:: TASK DESCRIPTION ::
Every line of the material must be reproduced exactly.

:: DATA SUPPLIED ::
※ ※ ※

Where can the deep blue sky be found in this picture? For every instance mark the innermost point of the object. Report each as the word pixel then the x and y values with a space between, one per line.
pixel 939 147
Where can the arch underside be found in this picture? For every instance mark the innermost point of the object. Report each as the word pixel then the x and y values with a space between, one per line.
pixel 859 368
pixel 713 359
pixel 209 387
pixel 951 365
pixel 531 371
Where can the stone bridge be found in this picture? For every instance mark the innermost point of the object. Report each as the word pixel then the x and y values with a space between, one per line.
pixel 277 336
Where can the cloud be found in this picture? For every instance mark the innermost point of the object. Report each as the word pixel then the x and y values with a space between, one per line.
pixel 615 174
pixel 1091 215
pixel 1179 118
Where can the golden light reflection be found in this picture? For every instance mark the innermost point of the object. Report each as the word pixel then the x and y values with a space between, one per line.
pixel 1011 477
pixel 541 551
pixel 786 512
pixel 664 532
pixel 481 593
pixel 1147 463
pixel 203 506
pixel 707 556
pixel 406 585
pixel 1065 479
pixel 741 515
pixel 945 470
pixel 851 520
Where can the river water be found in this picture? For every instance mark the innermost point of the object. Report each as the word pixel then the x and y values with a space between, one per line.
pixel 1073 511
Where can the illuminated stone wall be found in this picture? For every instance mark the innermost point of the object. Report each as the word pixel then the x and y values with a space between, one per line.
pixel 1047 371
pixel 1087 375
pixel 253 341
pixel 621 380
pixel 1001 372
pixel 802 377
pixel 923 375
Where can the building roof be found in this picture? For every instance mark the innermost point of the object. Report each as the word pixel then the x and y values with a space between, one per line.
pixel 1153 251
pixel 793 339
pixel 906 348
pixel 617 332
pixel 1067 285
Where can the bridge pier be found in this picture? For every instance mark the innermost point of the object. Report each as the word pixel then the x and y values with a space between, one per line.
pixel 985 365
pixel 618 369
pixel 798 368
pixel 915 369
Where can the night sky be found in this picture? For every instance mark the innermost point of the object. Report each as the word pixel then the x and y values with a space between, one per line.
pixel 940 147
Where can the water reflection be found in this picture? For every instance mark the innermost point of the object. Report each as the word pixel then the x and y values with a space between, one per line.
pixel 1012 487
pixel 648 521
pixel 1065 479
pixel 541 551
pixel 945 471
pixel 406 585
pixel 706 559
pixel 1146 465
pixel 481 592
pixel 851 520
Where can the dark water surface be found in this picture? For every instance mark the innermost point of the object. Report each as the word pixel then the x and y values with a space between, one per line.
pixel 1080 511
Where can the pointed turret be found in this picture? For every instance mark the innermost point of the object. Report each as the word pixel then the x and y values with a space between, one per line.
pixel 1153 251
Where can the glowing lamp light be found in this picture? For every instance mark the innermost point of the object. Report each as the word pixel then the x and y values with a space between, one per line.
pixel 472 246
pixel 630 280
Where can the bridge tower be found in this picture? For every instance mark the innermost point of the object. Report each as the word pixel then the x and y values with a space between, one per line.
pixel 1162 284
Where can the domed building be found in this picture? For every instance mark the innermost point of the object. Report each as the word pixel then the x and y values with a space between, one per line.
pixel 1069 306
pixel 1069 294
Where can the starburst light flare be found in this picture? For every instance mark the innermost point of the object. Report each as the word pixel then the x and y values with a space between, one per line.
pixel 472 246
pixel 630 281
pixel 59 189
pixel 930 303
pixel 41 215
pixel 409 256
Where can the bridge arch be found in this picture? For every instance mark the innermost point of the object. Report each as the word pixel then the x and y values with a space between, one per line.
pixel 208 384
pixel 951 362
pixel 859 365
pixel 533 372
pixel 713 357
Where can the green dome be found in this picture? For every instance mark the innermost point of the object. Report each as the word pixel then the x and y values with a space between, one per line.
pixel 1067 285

※ ※ ※

:: FINISHED TASK ::
Where can the deep blue sky be found in this picture? For every instance mark the innermost point of the object. Report each as the word pixel then the x and y values with a space between, one per line.
pixel 939 147
Where can the arch underside be found in this picture? For every instance mark the innermost point of the object. Report each as the word pixel then the x and y values with a space between, one per line.
pixel 859 368
pixel 713 359
pixel 209 387
pixel 951 365
pixel 531 371
Where can the stone bridge be found in this picture? For every instance mark the innermost point of the object. Report each as the word pixel then the x and y values with a space between, one per line.
pixel 277 336
Where can the cloud be found in this picture? For every instance mark the innermost point of the object. Report each as the word pixel then the x and y values with a space between, one per line.
pixel 615 174
pixel 1091 215
pixel 1179 118
Where can the golden light reflection be found in this picture? For every instance mark the innermost point of the object. Report each as the word pixel then the x and y values with a space between, one per line.
pixel 1011 477
pixel 541 551
pixel 786 512
pixel 664 532
pixel 481 593
pixel 1147 463
pixel 203 506
pixel 707 556
pixel 406 585
pixel 1065 479
pixel 741 515
pixel 945 470
pixel 851 520
Where can the river water be found in this picture? For every instance mark the innermost point of the object. Report each as the word pixel then the x and y values with a space between, one per line.
pixel 1073 511
Where can the illuminated stone wall be found in this picture? For every instance mark the innermost point of the object. Report each as the word pixel then the x and y values with a space between, one per line.
pixel 1047 371
pixel 1087 375
pixel 253 341
pixel 621 380
pixel 1001 372
pixel 802 377
pixel 923 375
Where can the building roof be found in this picture? For every instance mark the innermost point of the object. Report each as the word pixel then the x and y values with a space between, one per line.
pixel 1153 251
pixel 793 339
pixel 906 348
pixel 617 332
pixel 1067 285
Where can the bridge pier be found in this picture? For every instance mark the innermost point of the object. Report each as the word pixel then the x and y values with a space between, one per line.
pixel 985 365
pixel 618 369
pixel 798 368
pixel 915 369
Where can the night sky be found in this picture? For every instance mark the innermost point of the object. Report each as the word pixel then the x and y values with a space between, one per line.
pixel 940 147
Where can the water reflection be found in this picture? For every instance mark the innermost point of the object. Report each as the word pixel then the x and y values with a space between, one per line.
pixel 1012 487
pixel 648 521
pixel 1065 479
pixel 541 551
pixel 945 471
pixel 406 585
pixel 706 559
pixel 1146 465
pixel 481 592
pixel 851 520
Where can the dark water surface be found in this picture? For every instance mark the innermost point of the object. Report each as the word pixel then the x and y values with a space between, one per line.
pixel 1080 511
Where can the pointed turret be found in this picture? For every instance mark the innermost point of the object. Report each as the word pixel then the x and y values with a space between, one per line.
pixel 1153 251
Where can the glowing lamp light be found in this picture? For every instance mark the innermost point of the object. Report each as the word pixel then the x and y values with a space between, one per line.
pixel 472 246
pixel 630 280
Where can the bridge tower be found in this picture? For every instance mark the innermost point of the object. Report each as the word pixel then the x and y values with a space between, one per line.
pixel 1162 284
Where can the domed building be found in this picture? For every instance mark the innermost point of the object. Report each as the word pixel then the x and y values with a space between, one per line.
pixel 1069 306
pixel 1069 294
Where can the starburst light flare be found in this picture? For every instance mark the innermost point of the object. Report each as the word pixel then the x and y values with a space between, one per line.
pixel 472 246
pixel 630 281
pixel 59 189
pixel 930 303
pixel 41 215
pixel 409 256
Where can the bridge arch be found in this picture? For every instance mark the innermost point of the object. Report each as the word pixel then the x and y values with a space between, one per line.
pixel 208 384
pixel 951 362
pixel 859 365
pixel 533 372
pixel 713 357
Where can the green dome be found in this picture? For every instance mark the innermost point of the object. Report each as the word pixel then the x and y values with a space between, one per line.
pixel 1067 285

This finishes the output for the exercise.